Private Federated Learning Using Preference-Optimized Synthetic Data
Abstract
In practical settings, differentially private Federated learning (DP-FL) is the dominant method for training models from private, on-device client data (McMahan et al., 2017; Kairouz et al., 2021; Choquette-Choo et al., 2024). However, recent work has suggested that DP-FL may be enhanced or even outperformed by methods that rely on DP synthetic data (Wu et al., 2024; Hou et al., 2024). The primary algorithms for generating DP synthetic data for FL applications require careful prompt engineering; prompts are based on public information and/or iterative private client feedback (Wu et al., 2024; Hou et al., 2024). Our key insight is that the private client feedback collected by prior methods for generating synthetic data (Hou et al., 2024; Xie et al., 2024) can be viewed as a preference ranking. Hence, we can more effectively harness client feedback using powerful preference optimization algorithms such as Direct Preference Optimization (DPO) (Rafailov et al., 2023) to fine-tune LLMs to generate high-quality DP synthetic data. We substantially improve the utility of DP synthetic data relative to prior work; on our bioRxiv dataset, POPri closes the gap between next-token prediction accuracy in the fully-private and non-private settings by up to 68%, compared to 52% for prior synthetic data methods, and 10% for state-of-the-art DP federated learning methods. We showcase the performance of POPri on (1) an existing benchmark from Xie et al. (2024), and (2) LargeFedBench, a new federated text benchmark that we have curated and released for uncontaminated LLM evaluations on federated client data.

### Information shown:

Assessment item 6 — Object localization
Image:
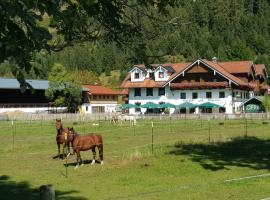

### Work instructions:
In the abstract on private federated learning with synthetic data, why do the authors turn to preference optimization algorithms such as Direct Preference Optimization to use client feedback? Answer in one to three sentences.

### Response for this exercise:
The private client feedback that earlier synthetic-data methods collected can be viewed as a preference ranking. Preference optimization algorithms such as DPO can therefore use that feedback more effectively to fine-tune LLMs to generate high-quality DP synthetic data.